**PROBLEM REQUIREMENTS:** Reproduce every line of the listing below without altering a single character.

**PROVIDED DATA:**
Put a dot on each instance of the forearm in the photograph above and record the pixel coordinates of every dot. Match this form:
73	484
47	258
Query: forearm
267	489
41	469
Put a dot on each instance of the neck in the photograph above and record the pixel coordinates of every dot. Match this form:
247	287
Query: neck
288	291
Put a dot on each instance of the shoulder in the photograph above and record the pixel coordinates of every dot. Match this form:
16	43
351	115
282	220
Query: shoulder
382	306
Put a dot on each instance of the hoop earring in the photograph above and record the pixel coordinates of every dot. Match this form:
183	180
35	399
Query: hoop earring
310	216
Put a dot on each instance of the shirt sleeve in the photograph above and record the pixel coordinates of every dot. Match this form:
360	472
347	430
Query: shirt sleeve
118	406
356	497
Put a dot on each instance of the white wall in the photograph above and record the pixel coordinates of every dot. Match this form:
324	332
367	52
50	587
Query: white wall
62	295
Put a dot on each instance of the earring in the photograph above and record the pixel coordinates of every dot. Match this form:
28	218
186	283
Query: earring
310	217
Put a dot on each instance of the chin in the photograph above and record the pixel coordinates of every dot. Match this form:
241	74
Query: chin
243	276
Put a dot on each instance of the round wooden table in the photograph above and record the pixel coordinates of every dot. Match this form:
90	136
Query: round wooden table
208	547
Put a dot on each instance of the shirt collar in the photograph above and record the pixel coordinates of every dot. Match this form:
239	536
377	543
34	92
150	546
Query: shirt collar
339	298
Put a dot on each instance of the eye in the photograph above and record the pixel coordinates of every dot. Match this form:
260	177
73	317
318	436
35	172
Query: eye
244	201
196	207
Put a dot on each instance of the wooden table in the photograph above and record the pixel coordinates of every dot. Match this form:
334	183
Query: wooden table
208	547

**EXERCISE ANSWER:**
Put a dot on each instance of the forearm in the photograph above and record the pixel coordinates of every dot. Match this form:
73	484
47	258
Query: forearm
267	489
41	469
Put a dot on each instance of the neck in the photograph above and record the pixel coordinates of every dot. Match this form:
247	287
Query: neck
288	291
Put a dot on each instance of the shoulder in the photograph above and record the pixel coordinates of every dot. Match this form:
16	43
351	115
282	220
Query: shoulder
382	306
Put a dot on each instance of the hoop earring in the photograph above and record the pixel coordinates of every dot. Match this form:
183	180
35	399
Query: hoop earring
310	216
Put a dot on each instance of the shirt sleeve in the photograph above and record the pixel coordinates of every dot. Match this form:
360	472
347	430
Query: shirt sleeve
118	406
356	497
Put a dot on each instance of the white wall in the photograph above and record the pixel coordinates of every dot. Match this form:
324	332
367	52
50	587
Query: white wall
62	295
Put a dot on each instance of the earring in the photograph above and record the pixel coordinates of every dot. Match this form:
28	218
186	283
Query: earring
310	217
Put a dot on each instance of the chin in the photograph above and record the pixel coordinates of every dot. Match this form:
241	74
Query: chin
243	276
Put a dot on each instance of the round wooden table in the photograph above and record the pixel coordinates of every dot. Match this form:
90	136
Query: round wooden table
208	547
Put a dot on each instance of the shirt collar in the photograph above and record the pixel coordinates of every dot. Match this form:
239	536
377	543
34	92
150	546
Query: shirt collar
339	298
Put a dot on each instance of the eye in the photograph above and record the pixel coordinates of every dot. Match this form:
260	177
73	317
318	436
35	172
Query: eye
244	201
196	207
Put a dot on each instance of the wooden table in the photograph above and record the pixel coordinates of every dot. Match this form:
334	183
Query: wooden table
208	547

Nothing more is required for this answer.